— Challenge —
Output the records as a Markdown table, starting with the line that contains "like [1128, 95]." and going on through the final line of the records. Use a column named Row for the row number and a column named Entry for the line, and leave out any blank lines.

(Pointing and labeling entries)
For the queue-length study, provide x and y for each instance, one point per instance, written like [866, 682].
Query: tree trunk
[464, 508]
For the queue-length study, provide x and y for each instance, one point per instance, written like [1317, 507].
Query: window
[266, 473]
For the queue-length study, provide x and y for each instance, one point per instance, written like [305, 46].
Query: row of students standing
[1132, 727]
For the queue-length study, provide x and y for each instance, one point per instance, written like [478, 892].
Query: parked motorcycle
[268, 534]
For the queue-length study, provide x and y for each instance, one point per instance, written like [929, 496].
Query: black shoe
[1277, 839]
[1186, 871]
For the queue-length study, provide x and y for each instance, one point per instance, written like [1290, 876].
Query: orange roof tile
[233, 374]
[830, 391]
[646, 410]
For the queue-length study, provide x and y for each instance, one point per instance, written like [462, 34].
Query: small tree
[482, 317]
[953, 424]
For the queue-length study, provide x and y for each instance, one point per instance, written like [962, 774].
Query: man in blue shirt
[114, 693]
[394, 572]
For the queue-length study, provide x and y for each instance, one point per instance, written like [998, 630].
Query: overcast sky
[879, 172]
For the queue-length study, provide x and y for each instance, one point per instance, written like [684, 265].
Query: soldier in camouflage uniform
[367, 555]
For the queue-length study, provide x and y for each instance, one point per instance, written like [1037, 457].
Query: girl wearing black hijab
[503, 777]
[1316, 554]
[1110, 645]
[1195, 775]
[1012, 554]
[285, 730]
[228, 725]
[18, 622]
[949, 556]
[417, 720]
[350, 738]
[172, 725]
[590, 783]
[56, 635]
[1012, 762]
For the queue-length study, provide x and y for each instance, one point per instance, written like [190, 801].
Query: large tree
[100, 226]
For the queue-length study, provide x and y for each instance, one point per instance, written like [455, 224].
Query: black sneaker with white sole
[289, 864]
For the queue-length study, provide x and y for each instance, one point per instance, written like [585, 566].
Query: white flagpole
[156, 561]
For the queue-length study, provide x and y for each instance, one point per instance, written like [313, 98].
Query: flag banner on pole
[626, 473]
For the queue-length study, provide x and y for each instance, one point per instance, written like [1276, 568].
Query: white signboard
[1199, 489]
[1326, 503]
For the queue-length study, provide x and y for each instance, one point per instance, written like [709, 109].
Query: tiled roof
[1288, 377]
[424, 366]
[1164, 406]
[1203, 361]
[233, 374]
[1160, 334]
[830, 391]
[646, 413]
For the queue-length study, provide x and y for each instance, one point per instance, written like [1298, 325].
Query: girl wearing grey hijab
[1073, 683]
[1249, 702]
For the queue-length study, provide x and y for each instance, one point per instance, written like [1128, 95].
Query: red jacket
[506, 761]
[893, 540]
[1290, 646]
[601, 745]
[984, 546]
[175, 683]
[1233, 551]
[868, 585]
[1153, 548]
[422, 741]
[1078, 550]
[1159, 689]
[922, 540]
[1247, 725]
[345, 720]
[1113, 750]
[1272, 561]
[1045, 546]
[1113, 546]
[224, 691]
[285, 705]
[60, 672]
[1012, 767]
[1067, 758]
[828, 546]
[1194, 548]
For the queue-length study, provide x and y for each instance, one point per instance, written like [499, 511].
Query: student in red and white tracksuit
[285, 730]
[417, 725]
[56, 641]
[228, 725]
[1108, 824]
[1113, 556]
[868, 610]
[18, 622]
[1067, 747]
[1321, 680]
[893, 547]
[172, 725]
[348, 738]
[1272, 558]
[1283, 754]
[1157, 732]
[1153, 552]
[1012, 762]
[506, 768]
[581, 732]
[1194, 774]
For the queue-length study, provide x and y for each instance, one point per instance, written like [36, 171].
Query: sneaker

— Reply —
| Row | Entry |
|---|---|
| 1 | For the queue-length study, provide x and y for each instance, one point per instance, written like [1128, 95]. |
| 2 | Query: red jacket |
| 3 | [506, 761] |
| 4 | [893, 540] |
| 5 | [1290, 646] |
| 6 | [601, 745] |
| 7 | [984, 546] |
| 8 | [175, 683] |
| 9 | [1233, 551] |
| 10 | [868, 585] |
| 11 | [1153, 548] |
| 12 | [422, 741] |
| 13 | [1078, 550] |
| 14 | [1159, 689] |
| 15 | [922, 540] |
| 16 | [1247, 725] |
| 17 | [345, 720] |
| 18 | [1113, 750] |
| 19 | [1272, 561] |
| 20 | [1045, 546] |
| 21 | [1113, 546] |
| 22 | [224, 691] |
| 23 | [285, 705] |
| 24 | [60, 672] |
| 25 | [1012, 767] |
| 26 | [1067, 758] |
| 27 | [828, 546] |
| 28 | [1194, 548] |
| 29 | For the queue-length study, provide x and y for each instance, one point per instance, written like [499, 511]. |
| 30 | Query: student in red and white tracksuit |
| 31 | [285, 730] |
| 32 | [417, 725] |
| 33 | [56, 641] |
| 34 | [228, 725] |
| 35 | [1108, 824] |
| 36 | [1113, 556] |
| 37 | [868, 610] |
| 38 | [18, 622] |
| 39 | [1067, 747] |
| 40 | [1321, 680] |
| 41 | [893, 547] |
| 42 | [172, 725] |
| 43 | [348, 738] |
| 44 | [1272, 558] |
| 45 | [1283, 754] |
| 46 | [1157, 732] |
| 47 | [1153, 552] |
| 48 | [1012, 762] |
| 49 | [506, 768] |
| 50 | [581, 732] |
| 51 | [1194, 774] |
| 52 | For the queue-length study, provide x and y for each instance, one point per instance, written like [36, 171]. |
| 53 | Query: sneaker |